[Data entries]
-=-=-=-=-
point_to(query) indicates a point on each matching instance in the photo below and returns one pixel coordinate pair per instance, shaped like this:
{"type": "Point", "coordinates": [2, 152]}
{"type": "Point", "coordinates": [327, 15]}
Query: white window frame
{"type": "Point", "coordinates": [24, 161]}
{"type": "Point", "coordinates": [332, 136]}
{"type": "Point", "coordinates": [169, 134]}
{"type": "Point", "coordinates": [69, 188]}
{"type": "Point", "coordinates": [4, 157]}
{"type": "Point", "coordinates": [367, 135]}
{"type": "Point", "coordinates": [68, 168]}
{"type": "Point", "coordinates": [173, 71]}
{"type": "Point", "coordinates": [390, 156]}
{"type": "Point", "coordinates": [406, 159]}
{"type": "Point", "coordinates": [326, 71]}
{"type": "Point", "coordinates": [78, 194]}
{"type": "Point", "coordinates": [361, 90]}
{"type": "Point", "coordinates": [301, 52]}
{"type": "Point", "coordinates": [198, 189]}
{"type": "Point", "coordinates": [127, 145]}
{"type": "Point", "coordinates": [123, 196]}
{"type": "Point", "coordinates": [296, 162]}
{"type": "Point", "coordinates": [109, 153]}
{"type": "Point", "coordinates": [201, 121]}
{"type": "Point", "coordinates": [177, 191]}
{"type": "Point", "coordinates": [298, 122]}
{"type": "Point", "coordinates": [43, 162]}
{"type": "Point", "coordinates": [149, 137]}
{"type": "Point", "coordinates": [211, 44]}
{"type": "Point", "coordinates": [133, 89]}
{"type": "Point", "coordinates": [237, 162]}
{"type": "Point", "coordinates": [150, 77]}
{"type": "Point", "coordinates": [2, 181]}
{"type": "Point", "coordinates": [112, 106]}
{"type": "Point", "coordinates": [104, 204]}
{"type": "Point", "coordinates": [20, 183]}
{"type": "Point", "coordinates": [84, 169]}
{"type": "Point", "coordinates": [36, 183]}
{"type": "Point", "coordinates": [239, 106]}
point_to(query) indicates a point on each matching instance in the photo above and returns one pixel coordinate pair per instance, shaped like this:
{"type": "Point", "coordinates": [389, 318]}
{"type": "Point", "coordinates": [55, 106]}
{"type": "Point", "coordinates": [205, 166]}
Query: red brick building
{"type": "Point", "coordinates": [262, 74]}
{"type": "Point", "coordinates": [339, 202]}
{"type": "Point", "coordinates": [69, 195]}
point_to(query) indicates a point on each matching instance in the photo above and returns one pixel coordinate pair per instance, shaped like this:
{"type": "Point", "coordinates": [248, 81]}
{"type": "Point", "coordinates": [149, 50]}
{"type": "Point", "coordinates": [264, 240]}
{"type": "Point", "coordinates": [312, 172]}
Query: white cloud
-=-=-=-=-
> _Given exercise_
Rewrite the records from their beginning through the line containing "Query: white window frame", substituting "door frame" for "window frame" and keeping everything else the same.

> _Exercise answer_
point_to(query) indicates a point on each matching instance in the photo below and returns one pixel coordinate pair per instance, shaped like this:
{"type": "Point", "coordinates": [2, 152]}
{"type": "Point", "coordinates": [327, 15]}
Query: white door frame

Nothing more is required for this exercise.